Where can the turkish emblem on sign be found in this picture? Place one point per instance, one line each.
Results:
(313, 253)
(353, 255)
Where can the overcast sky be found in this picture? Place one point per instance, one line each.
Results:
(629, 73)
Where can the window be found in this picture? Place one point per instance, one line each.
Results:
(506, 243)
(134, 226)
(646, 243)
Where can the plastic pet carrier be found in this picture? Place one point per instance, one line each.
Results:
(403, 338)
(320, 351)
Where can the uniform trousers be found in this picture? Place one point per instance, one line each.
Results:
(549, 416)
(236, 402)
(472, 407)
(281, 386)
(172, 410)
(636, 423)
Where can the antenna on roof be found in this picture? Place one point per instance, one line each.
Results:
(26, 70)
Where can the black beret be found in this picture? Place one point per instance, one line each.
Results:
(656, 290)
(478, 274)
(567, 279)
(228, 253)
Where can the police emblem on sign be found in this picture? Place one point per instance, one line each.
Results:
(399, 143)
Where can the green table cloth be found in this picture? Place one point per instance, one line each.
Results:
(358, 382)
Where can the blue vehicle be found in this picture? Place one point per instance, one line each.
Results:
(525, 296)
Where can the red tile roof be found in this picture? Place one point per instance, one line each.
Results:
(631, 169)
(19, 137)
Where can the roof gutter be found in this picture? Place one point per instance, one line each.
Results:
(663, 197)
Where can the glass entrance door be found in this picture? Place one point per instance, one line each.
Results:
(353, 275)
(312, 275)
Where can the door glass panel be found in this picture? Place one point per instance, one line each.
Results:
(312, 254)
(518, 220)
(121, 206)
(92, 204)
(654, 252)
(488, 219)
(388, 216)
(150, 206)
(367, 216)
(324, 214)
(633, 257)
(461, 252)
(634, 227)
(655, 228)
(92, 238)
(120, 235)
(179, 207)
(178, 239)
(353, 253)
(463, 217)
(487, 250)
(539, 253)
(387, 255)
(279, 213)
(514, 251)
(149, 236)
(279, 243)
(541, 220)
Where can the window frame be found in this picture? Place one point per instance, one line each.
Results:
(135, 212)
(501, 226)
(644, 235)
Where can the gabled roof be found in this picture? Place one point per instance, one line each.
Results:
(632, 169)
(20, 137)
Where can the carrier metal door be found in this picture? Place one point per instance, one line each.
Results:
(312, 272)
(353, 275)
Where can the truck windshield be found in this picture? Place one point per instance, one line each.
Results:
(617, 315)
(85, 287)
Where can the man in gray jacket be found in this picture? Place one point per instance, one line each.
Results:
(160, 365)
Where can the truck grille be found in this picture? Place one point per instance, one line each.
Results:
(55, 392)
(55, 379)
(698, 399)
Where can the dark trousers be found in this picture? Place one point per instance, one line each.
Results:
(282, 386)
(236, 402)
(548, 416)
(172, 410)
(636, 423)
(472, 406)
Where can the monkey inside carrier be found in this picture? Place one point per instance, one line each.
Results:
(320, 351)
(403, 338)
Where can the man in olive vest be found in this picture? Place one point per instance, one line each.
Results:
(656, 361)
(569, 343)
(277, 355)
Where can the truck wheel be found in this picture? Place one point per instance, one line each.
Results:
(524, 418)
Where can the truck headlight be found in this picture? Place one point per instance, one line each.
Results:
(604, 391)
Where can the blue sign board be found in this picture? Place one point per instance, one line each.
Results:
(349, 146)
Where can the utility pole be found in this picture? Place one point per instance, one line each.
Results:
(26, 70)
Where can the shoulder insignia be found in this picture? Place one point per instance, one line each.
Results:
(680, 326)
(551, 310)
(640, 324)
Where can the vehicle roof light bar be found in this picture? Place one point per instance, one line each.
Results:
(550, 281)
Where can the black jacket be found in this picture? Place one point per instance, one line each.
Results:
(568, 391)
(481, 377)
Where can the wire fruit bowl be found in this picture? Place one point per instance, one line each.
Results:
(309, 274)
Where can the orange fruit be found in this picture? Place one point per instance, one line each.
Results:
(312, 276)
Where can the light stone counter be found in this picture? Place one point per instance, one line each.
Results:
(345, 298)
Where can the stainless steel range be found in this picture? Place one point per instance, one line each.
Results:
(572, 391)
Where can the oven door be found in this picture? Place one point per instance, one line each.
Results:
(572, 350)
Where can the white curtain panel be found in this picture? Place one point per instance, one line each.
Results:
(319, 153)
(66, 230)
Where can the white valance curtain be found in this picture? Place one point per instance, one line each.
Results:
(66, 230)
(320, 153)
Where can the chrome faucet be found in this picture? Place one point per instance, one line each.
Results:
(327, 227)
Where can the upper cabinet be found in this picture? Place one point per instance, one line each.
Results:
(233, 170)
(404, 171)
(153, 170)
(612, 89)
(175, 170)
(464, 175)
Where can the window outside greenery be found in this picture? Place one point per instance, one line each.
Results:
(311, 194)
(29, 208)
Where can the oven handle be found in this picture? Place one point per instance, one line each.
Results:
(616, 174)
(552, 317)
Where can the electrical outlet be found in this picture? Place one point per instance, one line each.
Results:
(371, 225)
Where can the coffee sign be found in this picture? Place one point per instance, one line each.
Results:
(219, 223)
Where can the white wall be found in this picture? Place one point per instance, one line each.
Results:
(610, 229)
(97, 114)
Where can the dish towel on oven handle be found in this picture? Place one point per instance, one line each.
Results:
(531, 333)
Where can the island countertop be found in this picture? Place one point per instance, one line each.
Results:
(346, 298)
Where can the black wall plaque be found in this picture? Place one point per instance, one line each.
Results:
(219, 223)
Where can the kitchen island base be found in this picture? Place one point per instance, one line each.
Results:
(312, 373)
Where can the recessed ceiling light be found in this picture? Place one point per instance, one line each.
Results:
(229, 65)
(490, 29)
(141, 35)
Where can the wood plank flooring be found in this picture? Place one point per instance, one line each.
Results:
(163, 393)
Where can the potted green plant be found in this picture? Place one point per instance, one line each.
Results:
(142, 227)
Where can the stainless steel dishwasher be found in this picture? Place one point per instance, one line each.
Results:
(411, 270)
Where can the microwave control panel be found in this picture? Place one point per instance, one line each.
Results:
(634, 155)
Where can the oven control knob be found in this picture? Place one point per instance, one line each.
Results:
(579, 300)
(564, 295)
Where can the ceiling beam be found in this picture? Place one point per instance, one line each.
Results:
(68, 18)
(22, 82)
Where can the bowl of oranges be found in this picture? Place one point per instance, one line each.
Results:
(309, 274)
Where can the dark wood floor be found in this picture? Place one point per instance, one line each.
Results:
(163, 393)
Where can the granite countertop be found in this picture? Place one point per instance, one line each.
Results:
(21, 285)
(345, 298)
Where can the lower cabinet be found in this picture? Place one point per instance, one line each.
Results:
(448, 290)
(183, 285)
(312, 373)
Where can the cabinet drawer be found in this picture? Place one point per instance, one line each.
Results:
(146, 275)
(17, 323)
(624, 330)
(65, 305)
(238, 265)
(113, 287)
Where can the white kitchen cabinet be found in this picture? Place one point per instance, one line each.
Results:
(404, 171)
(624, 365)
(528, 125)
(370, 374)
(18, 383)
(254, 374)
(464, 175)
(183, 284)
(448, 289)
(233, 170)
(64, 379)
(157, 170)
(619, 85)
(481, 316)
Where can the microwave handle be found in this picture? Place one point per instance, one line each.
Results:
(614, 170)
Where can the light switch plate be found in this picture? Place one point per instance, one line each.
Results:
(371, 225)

------------------------------------------------------------

WHAT IS REQUIRED:
Repeat the records above exactly as they appear.

THE COMPLETED TASK:
Where can the turkish emblem on sign be found in this picture? Place one point per instance, one line each.
Results:
(313, 253)
(353, 255)
Where can the overcast sky be found in this picture? Place one point per instance, one line each.
Results:
(629, 73)
Where can the window be found in this picture? Place one point per instance, one line each.
Results:
(506, 243)
(134, 226)
(646, 243)
Where can the plastic pet carrier be found in this picture? Place one point per instance, one line each.
Results:
(403, 338)
(320, 351)
Where can the uniform trousers be found in this picture? Place one point per instance, one line each.
Results:
(549, 416)
(236, 402)
(472, 407)
(281, 386)
(172, 410)
(636, 423)
Where can the antenna on roof be found in this picture? Place one point per instance, one line each.
Results:
(26, 70)
Where can the black beret be found in this picture? Place one point per instance, one line each.
Results:
(656, 290)
(478, 274)
(567, 279)
(228, 253)
Where can the police emblem on sign be found in this picture? Place one point per instance, one line each.
Results:
(399, 143)
Where can the green table cloth be found in this picture? Place one point per instance, one line each.
Results:
(358, 382)
Where can the blue vehicle be found in this picture? Place one point per instance, one line each.
Results:
(525, 296)
Where can the red tile roof be found in this picture? Place one point per instance, one line each.
Results:
(631, 169)
(19, 137)
Where can the roof gutter be found in this picture? Place one point per instance, one line each.
Results:
(663, 197)
Where can the glass entrance door be found in this picture? Place one point per instance, one line each.
Results:
(353, 275)
(312, 275)
Where can the door glass panel be found in this picture? Place one point per instance, one line each.
Results:
(312, 254)
(518, 220)
(121, 206)
(92, 204)
(654, 252)
(488, 219)
(388, 216)
(150, 206)
(367, 216)
(324, 214)
(633, 257)
(461, 252)
(634, 227)
(655, 228)
(92, 238)
(120, 235)
(179, 207)
(178, 239)
(353, 253)
(463, 217)
(487, 250)
(539, 253)
(387, 255)
(279, 213)
(514, 251)
(149, 236)
(279, 243)
(541, 220)
Where can the window frame be found in this picture? Place one point per instance, one line each.
Results:
(135, 212)
(501, 226)
(644, 235)
Where can the gabled roof be found in this picture? Place one point per instance, one line each.
Results:
(632, 169)
(20, 137)
Where can the carrier metal door be found in this picture? Place one point per instance, one line each.
Results:
(312, 272)
(353, 275)
Where can the truck windshield be found in this picture? Place one point per instance, one line each.
Results:
(617, 315)
(85, 287)
Where can the man in gray jacket be found in this picture? Place one point per instance, one line each.
Results:
(160, 365)
Where can the truck grille be found in this picture? Place one point per instance, one line each.
Results:
(55, 392)
(55, 379)
(698, 399)
Where can the dark trousers be found in this picture? Place one point per instance, one line each.
Results:
(282, 386)
(236, 402)
(548, 416)
(172, 410)
(636, 423)
(472, 406)
Where can the monkey inside carrier be found in this picture? Place one point per instance, one line each.
Results:
(320, 351)
(403, 338)
Where can the man in olive vest be found in this picture? Place one point per instance, one line each.
Results:
(656, 361)
(569, 343)
(277, 355)
Where can the truck wheel be found in this picture? Place one point per instance, one line each.
Results:
(524, 418)
Where can the truck headlight be found in this picture? Place one point per instance, one line each.
Results:
(604, 391)
Where can the blue sign board be found in this picture? Place one point per instance, one line each.
Results:
(349, 146)
Where can the utility pole be found in this picture? Place one point per instance, one line each.
Results:
(26, 70)
Where can the shoulder insignia be found in this picture? Place one point per instance, one line each.
Results:
(680, 326)
(551, 310)
(640, 324)
Where can the vehicle roof light bar be found in this picture? Place one point per instance, one line each.
Results:
(550, 281)
Where can the black jacket be found in this picture? Place one point per instance, one line each.
Results:
(568, 391)
(481, 377)
Where can the wire fruit bowl be found in this picture? Place one point per instance, one line each.
Results:
(309, 274)
Where can the orange fruit be found in this picture? Place one point per instance, one line each.
Results:
(312, 276)
Where can the light stone counter be found in this picture? Place one point per instance, one line each.
Results:
(345, 298)
Where can the stainless steel range be found in this picture? Place one point per instance, one line each.
Results:
(572, 391)
Where can the oven door be found in this picture? Place one point per instance, one line each.
Results:
(572, 350)
Where can the white curtain panel be found in this picture? Place one point per instance, one line each.
Results:
(319, 153)
(66, 230)
Where can the white valance curtain be found in this picture? Place one point per instance, one line each.
Results:
(66, 230)
(320, 153)
Where can the chrome faucet be found in this picture? Place one point per instance, one line each.
Results:
(327, 227)
Where can the upper cabinet be found in this picture? Place one point per instance, one line each.
Results:
(233, 170)
(404, 171)
(153, 170)
(612, 89)
(175, 170)
(464, 175)
Where can the window outside greenery be found in this picture? Place one point per instance, one line each.
Results:
(311, 194)
(29, 208)
Where can the oven handle be found in this picture? Place one point per instance, one line each.
Results:
(616, 174)
(552, 317)
Where can the electrical outlet be found in this picture? Place one point per instance, one line each.
Results:
(371, 225)
Where can the coffee sign be found in this picture? Place one point per instance, one line each.
Results:
(219, 223)
Where can the white wall be found in this picture? Place one point per instance, one line each.
Results:
(610, 229)
(97, 114)
Where can the dish towel on oven handle be found in this picture? Place one point per instance, one line each.
Results:
(531, 333)
Where can the island countertop be found in this picture? Place one point per instance, one line each.
Results:
(346, 298)
Where can the black wall plaque be found in this picture? Place one point per instance, one line each.
Results:
(219, 223)
Where can the kitchen island base be found in this picture? Place one point per instance, one line each.
Results:
(312, 373)
Where can the recessed ceiling light be found in this picture? Place one point per instance, one line each.
Results:
(229, 65)
(490, 29)
(141, 35)
Where can the wood plank flooring be found in this picture? Place one point per instance, one line each.
Results:
(163, 393)
Where can the potted green plant be found in this picture? Place one point per instance, one line each.
Results:
(142, 227)
Where can the stainless steel dishwasher be found in this picture? Place one point per instance, one line each.
Results:
(411, 270)
Where can the microwave control panel be found in this picture? Place one point per instance, one line each.
Results:
(634, 155)
Where can the oven control knob be found in this picture? Place one point per instance, one line each.
Results:
(579, 300)
(564, 295)
Where can the ceiling beam be found in this picture? Place one point per instance, one line each.
Results:
(68, 18)
(22, 82)
Where can the bowl of oranges be found in this picture? Place one point per instance, one line each.
Results:
(309, 274)
Where can the dark wood floor be found in this picture? Place one point per instance, one line each.
Results:
(163, 393)
Where can the granite countertop be found in this picture? Place one point per instance, one line each.
Results:
(21, 285)
(345, 298)
Where can the lower cabinet be found in this picture? Place one point per instance, one line each.
Results:
(448, 290)
(183, 285)
(312, 373)
Where can the cabinet drawer be found in this picture? Place one point per instance, one line each.
Results:
(146, 275)
(17, 323)
(624, 330)
(65, 305)
(238, 265)
(113, 287)
Where can the white kitchen cabinet be found in this picture? Place one point per instance, one line each.
Results:
(404, 171)
(624, 365)
(528, 125)
(370, 374)
(18, 383)
(254, 374)
(464, 175)
(183, 284)
(448, 289)
(233, 170)
(64, 379)
(157, 170)
(619, 85)
(481, 316)
Where can the microwave handle be found in this picture? Place one point per instance, one line each.
Results:
(614, 170)
Where can the light switch plate be found in this picture? Place one point per instance, one line each.
Results:
(371, 225)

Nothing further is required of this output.